AIM OF THE TASK - In the listing below, locate the line containing "[QA Review Pass] The annotator marked bounding boxes for rocky"; reproduce that line and all lines that follow it, unchanged.

THE RECORDS -
---

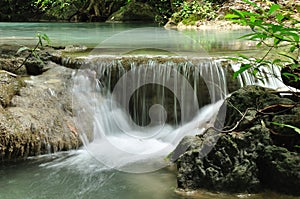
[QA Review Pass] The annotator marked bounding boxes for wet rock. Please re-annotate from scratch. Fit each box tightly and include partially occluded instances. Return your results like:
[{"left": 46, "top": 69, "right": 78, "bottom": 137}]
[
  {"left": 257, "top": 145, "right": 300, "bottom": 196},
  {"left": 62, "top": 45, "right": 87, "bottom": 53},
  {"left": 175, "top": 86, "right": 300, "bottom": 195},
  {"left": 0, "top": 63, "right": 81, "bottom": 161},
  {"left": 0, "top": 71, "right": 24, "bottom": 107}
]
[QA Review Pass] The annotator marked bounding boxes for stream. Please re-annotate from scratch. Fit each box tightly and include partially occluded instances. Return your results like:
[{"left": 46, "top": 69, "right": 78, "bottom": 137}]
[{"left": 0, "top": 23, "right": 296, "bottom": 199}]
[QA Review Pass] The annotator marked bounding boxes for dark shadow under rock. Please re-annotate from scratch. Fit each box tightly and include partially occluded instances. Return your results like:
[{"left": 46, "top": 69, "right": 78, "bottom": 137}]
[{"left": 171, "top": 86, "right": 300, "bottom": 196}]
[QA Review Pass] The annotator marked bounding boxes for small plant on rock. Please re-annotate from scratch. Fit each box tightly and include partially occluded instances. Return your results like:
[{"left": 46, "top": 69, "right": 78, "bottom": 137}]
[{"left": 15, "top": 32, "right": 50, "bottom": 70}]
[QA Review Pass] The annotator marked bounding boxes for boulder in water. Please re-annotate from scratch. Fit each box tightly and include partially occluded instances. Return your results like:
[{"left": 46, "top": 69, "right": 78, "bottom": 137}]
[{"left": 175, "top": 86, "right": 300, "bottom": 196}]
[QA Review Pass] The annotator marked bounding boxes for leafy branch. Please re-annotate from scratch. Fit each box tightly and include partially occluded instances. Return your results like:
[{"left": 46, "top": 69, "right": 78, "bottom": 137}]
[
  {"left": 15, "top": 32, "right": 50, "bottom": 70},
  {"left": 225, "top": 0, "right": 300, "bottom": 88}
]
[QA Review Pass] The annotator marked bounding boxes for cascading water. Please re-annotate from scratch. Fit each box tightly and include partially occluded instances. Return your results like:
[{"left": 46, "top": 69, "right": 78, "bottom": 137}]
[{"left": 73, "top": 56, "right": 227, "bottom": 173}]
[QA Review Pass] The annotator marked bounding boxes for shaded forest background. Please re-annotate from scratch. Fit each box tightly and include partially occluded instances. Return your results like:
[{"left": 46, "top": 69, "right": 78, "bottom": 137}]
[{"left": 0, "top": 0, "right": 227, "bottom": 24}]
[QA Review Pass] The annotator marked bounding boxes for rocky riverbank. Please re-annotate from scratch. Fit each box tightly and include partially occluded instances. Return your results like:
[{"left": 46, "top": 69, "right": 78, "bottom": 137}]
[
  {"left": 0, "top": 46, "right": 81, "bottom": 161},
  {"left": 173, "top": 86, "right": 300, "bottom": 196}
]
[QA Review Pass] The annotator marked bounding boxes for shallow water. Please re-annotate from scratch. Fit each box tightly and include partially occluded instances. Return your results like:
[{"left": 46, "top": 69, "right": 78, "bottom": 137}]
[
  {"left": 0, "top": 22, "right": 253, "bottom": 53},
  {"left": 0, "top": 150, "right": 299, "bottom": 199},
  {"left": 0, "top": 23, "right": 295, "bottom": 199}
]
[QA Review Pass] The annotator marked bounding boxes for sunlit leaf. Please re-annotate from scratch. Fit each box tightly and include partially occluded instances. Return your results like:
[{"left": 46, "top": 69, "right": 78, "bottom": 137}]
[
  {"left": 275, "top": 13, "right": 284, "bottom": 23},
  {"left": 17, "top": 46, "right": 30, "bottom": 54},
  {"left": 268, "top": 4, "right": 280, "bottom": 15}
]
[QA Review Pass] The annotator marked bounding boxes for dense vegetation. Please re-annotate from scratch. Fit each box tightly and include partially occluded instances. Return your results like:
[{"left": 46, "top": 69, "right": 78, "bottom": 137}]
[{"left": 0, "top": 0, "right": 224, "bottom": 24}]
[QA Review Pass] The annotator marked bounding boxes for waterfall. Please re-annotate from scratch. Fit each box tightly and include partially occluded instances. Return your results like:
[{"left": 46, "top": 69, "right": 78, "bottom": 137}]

---

FULL OUTPUT -
[QA Review Pass] The annotator marked bounding boxes for rocky riverbank. Please re-annotate from scratch. Fit each box tightly and include partially occluded instances. Return your results like:
[{"left": 46, "top": 69, "right": 78, "bottom": 137}]
[
  {"left": 0, "top": 46, "right": 81, "bottom": 161},
  {"left": 173, "top": 86, "right": 300, "bottom": 196}
]
[QA Review Pass] The annotator marked bounding boxes for shallow water. Please re-annotate from scratch. Fit each box tightly and include partially occluded instances. Return your results like:
[{"left": 46, "top": 69, "right": 78, "bottom": 137}]
[
  {"left": 0, "top": 22, "right": 253, "bottom": 53},
  {"left": 0, "top": 150, "right": 299, "bottom": 199},
  {"left": 0, "top": 23, "right": 295, "bottom": 199}
]
[QA Review Pass] The annotator marked bounding boxes for sunlit leaf. Please re-annotate from scratch. Fit each box tightly and include partially occluded instances. Return your results like:
[{"left": 46, "top": 69, "right": 78, "bottom": 137}]
[
  {"left": 275, "top": 13, "right": 284, "bottom": 23},
  {"left": 17, "top": 46, "right": 30, "bottom": 54},
  {"left": 268, "top": 4, "right": 280, "bottom": 15}
]
[QA Review Pass] The annotator marked bounding boxes for dense vegetation. Please re-annotate from scratch. Fit each box tightly and include partially occluded instances. Return your results like:
[{"left": 46, "top": 69, "right": 78, "bottom": 137}]
[{"left": 0, "top": 0, "right": 224, "bottom": 24}]
[QA Review Pass] The annotator marked bounding boxes for waterfall. Please re-annotate from scratch. Fit each box tightly and include partially occluded instances. Return your results like:
[{"left": 46, "top": 69, "right": 78, "bottom": 137}]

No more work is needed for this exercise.